- Directions
In full and without alteration, write out the lines below.

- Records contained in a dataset
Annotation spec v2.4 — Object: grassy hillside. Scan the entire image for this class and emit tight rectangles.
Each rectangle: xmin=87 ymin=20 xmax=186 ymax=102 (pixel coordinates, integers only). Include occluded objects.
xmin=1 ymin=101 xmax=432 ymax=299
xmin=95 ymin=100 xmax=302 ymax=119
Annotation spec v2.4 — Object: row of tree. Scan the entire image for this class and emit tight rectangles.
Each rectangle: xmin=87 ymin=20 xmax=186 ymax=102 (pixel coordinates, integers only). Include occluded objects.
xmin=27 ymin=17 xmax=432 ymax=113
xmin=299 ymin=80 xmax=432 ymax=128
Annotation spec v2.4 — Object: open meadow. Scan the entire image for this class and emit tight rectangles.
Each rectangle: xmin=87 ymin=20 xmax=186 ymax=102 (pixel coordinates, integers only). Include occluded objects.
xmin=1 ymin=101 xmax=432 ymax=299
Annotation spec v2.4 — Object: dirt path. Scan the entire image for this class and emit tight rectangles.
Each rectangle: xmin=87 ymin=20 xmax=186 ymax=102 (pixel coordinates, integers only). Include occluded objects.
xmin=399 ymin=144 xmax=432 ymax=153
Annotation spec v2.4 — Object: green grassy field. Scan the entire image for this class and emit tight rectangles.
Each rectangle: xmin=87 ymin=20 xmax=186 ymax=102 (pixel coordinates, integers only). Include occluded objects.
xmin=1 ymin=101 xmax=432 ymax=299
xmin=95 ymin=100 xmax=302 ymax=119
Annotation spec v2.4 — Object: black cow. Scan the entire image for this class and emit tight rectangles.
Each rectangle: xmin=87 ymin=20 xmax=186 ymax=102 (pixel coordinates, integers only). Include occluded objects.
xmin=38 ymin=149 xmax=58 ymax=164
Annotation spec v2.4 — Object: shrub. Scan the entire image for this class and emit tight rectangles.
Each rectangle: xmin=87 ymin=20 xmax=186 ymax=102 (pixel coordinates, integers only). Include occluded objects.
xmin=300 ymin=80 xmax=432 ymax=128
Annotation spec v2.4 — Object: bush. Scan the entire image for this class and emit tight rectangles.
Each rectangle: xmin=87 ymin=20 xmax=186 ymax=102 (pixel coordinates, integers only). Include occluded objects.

- Written solution
Annotation spec v2.4 — Object: grassy hillside. Scan the entire image for this class and emit tight rectangles.
Each rectangle: xmin=87 ymin=20 xmax=186 ymax=102 (pixel coordinates, integers only). Include occluded objects.
xmin=1 ymin=101 xmax=432 ymax=299
xmin=95 ymin=100 xmax=302 ymax=119
Annotation spec v2.4 — Object: row of tree. Scan the entire image for this class and emit tight rectangles.
Each rectangle: xmin=87 ymin=20 xmax=186 ymax=102 (pixel coordinates, integers only). Include occluded objects.
xmin=27 ymin=17 xmax=432 ymax=113
xmin=299 ymin=80 xmax=432 ymax=128
Annotation spec v2.4 — Object: open meadow. Scan the entire image for this class and emit tight rectangles.
Each rectangle: xmin=87 ymin=20 xmax=186 ymax=102 (pixel coordinates, integers only). Include occluded objects.
xmin=1 ymin=101 xmax=432 ymax=299
Annotation spec v2.4 — Object: dirt path. Scan the entire image for this class and emit tight rectangles.
Each rectangle: xmin=87 ymin=20 xmax=186 ymax=102 (pixel coordinates, integers only). Include occluded objects.
xmin=399 ymin=144 xmax=432 ymax=153
Annotation spec v2.4 — Object: green grassy field. Scan the entire image for this class and emit tight rectangles.
Each rectangle: xmin=87 ymin=20 xmax=186 ymax=102 (pixel coordinates, integers only). Include occluded objects.
xmin=1 ymin=101 xmax=432 ymax=299
xmin=95 ymin=100 xmax=302 ymax=119
Annotation spec v2.4 — Object: black cow. Scan the entire image for this class and emit tight rectangles.
Each rectangle: xmin=87 ymin=20 xmax=186 ymax=102 (pixel coordinates, integers only). Include occluded objects.
xmin=38 ymin=149 xmax=58 ymax=164
Annotation spec v2.4 — Object: shrub. Scan the entire image for this class and emit tight rectangles.
Each rectangle: xmin=87 ymin=20 xmax=186 ymax=102 (pixel coordinates, integers only). Include occluded objects.
xmin=300 ymin=80 xmax=432 ymax=128
Annotation spec v2.4 — Object: bush. Scan the entire image for this class and emit tight rectangles.
Each rectangle: xmin=87 ymin=20 xmax=186 ymax=102 (pixel coordinates, integers only). Include occluded objects.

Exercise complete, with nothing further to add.